**PROBLEM DETAILS**.
From the lines below, pull out each line that contains the string "gymnastics".
** BEGIN DATA TO USE **
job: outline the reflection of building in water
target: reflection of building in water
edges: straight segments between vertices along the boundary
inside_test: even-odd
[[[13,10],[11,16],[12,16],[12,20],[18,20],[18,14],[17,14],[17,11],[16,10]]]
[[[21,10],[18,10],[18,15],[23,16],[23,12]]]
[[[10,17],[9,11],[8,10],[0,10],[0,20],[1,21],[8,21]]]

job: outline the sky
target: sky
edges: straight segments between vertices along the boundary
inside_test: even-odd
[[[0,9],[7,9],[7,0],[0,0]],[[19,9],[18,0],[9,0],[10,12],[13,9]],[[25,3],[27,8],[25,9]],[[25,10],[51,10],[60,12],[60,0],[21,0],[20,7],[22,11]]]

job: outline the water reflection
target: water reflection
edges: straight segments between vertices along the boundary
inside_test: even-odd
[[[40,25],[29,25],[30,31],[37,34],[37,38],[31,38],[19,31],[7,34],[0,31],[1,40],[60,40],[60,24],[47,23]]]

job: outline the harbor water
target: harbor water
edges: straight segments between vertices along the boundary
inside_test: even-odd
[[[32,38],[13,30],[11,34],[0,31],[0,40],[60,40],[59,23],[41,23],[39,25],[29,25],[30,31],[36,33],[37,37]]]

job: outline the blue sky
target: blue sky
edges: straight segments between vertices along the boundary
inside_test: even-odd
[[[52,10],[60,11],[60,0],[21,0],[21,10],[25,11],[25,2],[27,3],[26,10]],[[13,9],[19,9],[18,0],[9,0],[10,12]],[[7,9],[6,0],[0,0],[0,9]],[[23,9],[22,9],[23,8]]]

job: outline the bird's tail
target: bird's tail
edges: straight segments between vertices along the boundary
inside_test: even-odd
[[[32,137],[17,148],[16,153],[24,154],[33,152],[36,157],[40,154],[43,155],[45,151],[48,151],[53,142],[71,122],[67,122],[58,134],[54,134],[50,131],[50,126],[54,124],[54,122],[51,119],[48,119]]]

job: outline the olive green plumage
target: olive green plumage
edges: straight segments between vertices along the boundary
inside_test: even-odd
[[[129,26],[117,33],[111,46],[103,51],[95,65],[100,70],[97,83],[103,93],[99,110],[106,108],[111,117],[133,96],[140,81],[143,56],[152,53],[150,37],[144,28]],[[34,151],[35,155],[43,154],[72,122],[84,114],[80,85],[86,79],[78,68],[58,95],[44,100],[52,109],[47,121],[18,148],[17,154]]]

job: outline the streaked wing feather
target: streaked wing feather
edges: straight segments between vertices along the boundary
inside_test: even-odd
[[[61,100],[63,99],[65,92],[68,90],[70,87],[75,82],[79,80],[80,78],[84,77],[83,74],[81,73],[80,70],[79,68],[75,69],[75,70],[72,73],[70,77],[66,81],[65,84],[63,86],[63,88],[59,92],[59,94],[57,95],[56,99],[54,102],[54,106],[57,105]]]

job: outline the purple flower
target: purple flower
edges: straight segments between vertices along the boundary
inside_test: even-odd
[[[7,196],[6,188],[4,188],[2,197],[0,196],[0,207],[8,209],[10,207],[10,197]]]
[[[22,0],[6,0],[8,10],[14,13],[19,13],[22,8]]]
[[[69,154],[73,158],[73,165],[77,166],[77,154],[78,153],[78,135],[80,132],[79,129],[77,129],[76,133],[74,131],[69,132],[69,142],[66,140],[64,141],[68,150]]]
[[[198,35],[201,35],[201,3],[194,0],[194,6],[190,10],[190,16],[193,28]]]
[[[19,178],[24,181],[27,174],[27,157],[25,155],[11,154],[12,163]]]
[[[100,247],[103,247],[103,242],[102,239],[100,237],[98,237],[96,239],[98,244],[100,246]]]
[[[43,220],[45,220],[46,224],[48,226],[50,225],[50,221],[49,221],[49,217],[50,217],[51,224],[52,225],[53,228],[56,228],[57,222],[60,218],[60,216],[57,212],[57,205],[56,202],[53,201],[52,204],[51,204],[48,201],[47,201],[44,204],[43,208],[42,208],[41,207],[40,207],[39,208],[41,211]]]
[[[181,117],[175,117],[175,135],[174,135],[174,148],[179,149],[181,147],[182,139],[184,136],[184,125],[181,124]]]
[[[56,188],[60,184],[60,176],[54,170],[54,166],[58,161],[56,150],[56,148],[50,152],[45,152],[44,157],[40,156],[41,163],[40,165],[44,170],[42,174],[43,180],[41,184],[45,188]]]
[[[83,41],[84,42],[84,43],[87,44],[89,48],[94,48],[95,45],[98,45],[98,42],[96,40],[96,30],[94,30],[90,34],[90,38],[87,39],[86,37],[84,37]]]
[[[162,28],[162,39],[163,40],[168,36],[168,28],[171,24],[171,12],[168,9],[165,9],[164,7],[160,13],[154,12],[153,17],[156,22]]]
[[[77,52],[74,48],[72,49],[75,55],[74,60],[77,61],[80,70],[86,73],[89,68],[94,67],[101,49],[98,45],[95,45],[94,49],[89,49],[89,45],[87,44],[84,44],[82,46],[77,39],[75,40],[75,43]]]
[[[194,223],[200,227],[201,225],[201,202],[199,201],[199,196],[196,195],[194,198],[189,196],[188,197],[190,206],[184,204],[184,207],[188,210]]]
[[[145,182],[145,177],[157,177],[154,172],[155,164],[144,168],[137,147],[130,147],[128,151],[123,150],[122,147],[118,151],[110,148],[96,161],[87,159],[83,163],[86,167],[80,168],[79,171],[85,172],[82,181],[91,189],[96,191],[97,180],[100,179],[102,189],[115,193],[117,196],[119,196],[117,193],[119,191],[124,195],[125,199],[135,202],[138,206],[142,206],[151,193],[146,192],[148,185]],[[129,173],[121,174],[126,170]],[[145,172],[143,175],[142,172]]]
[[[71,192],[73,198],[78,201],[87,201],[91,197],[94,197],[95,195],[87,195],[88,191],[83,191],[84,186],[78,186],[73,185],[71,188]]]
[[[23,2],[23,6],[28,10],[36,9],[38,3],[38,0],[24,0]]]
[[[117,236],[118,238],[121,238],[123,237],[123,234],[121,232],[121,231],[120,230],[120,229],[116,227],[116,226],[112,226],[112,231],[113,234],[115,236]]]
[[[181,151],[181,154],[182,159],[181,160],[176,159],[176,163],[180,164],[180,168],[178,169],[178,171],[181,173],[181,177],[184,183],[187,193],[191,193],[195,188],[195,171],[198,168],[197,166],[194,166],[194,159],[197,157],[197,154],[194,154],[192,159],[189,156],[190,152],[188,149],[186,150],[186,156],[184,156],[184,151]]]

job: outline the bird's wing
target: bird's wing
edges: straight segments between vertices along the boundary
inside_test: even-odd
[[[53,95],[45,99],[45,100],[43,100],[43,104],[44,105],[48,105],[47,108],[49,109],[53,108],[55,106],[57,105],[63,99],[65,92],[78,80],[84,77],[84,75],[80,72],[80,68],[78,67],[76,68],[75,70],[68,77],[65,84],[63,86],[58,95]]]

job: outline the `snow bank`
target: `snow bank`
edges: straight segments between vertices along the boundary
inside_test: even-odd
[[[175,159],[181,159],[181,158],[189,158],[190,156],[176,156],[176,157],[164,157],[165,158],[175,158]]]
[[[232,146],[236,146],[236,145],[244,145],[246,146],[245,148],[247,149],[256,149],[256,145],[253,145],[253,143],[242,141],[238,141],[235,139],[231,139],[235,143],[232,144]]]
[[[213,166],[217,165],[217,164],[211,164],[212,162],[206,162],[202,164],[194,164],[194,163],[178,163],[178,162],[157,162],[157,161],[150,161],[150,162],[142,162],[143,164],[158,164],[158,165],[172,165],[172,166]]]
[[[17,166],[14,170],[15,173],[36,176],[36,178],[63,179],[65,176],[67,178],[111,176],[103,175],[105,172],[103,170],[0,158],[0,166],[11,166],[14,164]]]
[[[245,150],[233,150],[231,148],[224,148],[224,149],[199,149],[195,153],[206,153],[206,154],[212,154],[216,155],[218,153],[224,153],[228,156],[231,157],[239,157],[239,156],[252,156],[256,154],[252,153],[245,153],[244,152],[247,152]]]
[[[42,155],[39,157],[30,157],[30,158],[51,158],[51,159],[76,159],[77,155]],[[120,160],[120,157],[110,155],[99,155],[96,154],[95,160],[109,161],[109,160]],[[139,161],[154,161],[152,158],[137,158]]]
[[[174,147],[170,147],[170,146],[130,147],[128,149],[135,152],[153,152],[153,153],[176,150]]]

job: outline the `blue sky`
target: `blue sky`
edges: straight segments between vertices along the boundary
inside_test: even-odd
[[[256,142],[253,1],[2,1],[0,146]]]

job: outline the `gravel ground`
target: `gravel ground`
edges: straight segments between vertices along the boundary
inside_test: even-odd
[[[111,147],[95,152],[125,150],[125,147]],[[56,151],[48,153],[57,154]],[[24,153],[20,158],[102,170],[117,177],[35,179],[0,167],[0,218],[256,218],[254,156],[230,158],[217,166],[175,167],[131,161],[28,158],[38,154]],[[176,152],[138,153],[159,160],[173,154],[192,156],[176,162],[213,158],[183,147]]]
** END DATA TO USE **
** BEGIN DATA TO USE **
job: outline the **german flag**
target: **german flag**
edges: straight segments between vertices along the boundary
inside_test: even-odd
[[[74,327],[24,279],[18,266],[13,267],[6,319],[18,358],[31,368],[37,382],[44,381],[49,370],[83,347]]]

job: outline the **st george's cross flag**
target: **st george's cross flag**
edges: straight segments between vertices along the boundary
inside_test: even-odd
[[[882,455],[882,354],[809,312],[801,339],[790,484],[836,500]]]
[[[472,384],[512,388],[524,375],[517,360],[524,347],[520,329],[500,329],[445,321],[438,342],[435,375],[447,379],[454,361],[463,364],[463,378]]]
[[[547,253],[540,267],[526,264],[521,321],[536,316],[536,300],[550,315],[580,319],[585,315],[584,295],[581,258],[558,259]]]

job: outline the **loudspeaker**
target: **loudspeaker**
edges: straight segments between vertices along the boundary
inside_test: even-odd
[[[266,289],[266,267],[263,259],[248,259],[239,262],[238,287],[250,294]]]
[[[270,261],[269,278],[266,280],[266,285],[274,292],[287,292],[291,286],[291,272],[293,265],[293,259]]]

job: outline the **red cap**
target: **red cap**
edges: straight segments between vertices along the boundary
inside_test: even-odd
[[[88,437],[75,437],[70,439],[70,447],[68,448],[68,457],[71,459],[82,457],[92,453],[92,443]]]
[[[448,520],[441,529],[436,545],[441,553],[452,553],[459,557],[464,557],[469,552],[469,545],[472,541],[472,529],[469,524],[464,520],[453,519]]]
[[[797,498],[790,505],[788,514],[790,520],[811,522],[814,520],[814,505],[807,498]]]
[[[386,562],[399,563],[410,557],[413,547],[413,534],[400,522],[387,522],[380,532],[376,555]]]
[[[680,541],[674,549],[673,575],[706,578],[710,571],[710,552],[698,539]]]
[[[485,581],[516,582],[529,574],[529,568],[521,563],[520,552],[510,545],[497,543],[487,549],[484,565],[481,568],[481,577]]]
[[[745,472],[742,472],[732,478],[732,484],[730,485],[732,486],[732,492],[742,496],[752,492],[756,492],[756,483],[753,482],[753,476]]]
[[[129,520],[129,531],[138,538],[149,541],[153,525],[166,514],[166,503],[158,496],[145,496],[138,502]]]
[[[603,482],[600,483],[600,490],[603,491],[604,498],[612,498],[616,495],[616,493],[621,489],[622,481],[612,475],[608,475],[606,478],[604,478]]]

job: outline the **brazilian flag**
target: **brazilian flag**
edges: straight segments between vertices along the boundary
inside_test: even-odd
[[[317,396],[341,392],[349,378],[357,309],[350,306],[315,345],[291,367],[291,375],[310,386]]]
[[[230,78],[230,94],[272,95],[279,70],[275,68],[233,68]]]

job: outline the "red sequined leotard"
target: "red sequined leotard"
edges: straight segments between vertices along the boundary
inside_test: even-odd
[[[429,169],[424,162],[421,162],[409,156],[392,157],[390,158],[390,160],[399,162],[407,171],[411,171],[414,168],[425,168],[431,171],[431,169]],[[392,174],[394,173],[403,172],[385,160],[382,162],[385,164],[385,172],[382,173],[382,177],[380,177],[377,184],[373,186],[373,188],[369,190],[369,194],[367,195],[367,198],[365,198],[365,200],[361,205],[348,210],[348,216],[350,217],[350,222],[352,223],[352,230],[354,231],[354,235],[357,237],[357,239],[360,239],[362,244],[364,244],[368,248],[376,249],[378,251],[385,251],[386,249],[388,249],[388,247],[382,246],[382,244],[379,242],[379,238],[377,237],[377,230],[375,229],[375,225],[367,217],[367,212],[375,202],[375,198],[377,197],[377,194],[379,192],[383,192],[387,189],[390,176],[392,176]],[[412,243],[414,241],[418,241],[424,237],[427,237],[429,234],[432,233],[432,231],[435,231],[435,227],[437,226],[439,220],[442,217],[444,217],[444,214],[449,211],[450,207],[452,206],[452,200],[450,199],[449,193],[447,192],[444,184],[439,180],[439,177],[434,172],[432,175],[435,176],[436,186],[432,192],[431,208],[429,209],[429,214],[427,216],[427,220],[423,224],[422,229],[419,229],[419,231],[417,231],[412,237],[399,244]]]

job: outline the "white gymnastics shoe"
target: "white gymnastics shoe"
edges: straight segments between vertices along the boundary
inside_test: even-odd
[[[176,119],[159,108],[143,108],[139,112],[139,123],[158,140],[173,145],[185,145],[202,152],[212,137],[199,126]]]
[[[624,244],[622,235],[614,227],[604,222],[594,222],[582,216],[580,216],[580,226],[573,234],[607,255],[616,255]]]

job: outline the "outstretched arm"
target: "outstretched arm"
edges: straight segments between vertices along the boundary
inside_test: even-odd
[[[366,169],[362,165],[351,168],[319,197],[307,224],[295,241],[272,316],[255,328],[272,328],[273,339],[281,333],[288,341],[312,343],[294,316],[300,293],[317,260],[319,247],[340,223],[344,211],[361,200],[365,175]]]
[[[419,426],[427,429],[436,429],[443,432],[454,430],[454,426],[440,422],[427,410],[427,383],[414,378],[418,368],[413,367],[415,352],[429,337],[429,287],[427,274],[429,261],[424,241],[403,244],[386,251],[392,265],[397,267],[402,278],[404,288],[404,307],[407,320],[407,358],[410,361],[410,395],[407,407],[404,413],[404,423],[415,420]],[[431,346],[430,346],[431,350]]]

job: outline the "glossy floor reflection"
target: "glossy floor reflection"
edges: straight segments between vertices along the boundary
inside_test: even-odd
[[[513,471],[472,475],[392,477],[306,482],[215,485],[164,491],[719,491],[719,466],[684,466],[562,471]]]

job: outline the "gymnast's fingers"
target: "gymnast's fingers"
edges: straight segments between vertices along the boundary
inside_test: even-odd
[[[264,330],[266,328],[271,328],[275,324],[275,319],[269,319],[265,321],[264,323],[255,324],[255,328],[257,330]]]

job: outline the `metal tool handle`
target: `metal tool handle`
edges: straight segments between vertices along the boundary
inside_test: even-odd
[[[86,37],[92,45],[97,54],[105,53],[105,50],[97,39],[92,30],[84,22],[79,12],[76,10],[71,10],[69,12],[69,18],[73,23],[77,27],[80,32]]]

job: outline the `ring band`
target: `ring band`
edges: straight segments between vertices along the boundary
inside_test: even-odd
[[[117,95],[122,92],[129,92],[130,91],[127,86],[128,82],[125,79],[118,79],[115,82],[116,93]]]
** END DATA TO USE **
** BEGIN DATA TO USE **
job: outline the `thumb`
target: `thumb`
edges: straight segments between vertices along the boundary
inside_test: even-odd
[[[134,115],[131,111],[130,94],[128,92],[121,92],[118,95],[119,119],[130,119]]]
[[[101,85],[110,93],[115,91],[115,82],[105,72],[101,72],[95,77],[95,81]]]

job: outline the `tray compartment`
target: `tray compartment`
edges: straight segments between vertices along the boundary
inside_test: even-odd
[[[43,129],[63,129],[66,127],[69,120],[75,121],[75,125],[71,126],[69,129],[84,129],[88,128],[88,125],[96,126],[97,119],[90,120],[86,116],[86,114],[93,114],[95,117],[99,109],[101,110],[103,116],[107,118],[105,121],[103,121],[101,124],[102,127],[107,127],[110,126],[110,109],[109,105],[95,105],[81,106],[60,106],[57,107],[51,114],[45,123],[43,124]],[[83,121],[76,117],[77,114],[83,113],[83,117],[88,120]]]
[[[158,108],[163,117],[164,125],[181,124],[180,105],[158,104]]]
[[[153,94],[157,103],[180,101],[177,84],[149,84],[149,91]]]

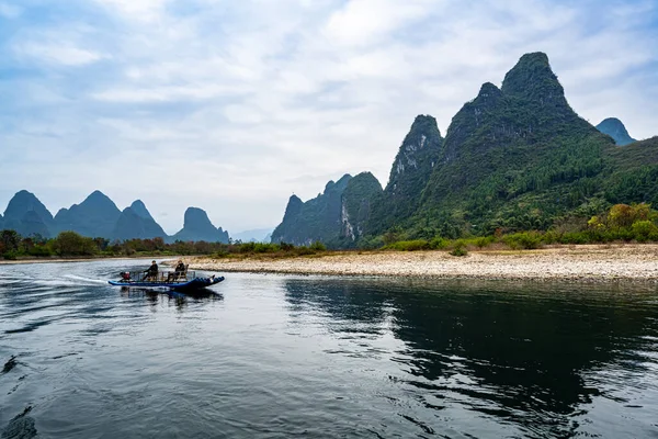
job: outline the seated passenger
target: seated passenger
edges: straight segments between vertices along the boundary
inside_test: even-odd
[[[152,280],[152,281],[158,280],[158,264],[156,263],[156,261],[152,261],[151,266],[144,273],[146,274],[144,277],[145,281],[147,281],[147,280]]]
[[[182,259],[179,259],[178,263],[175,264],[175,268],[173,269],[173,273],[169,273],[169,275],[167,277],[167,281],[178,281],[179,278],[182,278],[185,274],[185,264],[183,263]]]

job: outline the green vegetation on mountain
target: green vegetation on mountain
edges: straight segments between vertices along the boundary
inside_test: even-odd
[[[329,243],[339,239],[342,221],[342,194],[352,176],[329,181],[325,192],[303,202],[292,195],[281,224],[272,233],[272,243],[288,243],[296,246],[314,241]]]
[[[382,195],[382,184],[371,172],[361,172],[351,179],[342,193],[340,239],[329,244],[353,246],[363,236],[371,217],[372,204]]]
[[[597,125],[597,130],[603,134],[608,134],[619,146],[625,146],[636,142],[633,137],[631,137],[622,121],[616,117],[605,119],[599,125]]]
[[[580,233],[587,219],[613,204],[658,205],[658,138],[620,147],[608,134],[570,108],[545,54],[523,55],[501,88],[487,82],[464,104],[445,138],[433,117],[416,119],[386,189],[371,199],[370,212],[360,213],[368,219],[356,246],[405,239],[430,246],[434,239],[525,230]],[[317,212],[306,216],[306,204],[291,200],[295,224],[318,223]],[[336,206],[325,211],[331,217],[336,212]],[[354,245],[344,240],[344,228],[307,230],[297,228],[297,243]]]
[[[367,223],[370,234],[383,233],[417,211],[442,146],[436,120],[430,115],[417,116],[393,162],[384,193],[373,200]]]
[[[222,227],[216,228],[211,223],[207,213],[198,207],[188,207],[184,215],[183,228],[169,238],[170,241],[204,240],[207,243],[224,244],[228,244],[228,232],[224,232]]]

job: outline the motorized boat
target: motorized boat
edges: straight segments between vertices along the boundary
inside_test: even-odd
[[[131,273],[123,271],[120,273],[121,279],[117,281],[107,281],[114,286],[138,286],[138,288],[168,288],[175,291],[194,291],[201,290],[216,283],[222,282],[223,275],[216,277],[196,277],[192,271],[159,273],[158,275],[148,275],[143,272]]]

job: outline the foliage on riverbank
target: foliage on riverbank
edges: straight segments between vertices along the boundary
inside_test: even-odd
** END DATA TO USE **
**THE REPLY**.
job: outline the "white gymnastics shoe"
target: "white gymnastics shoe"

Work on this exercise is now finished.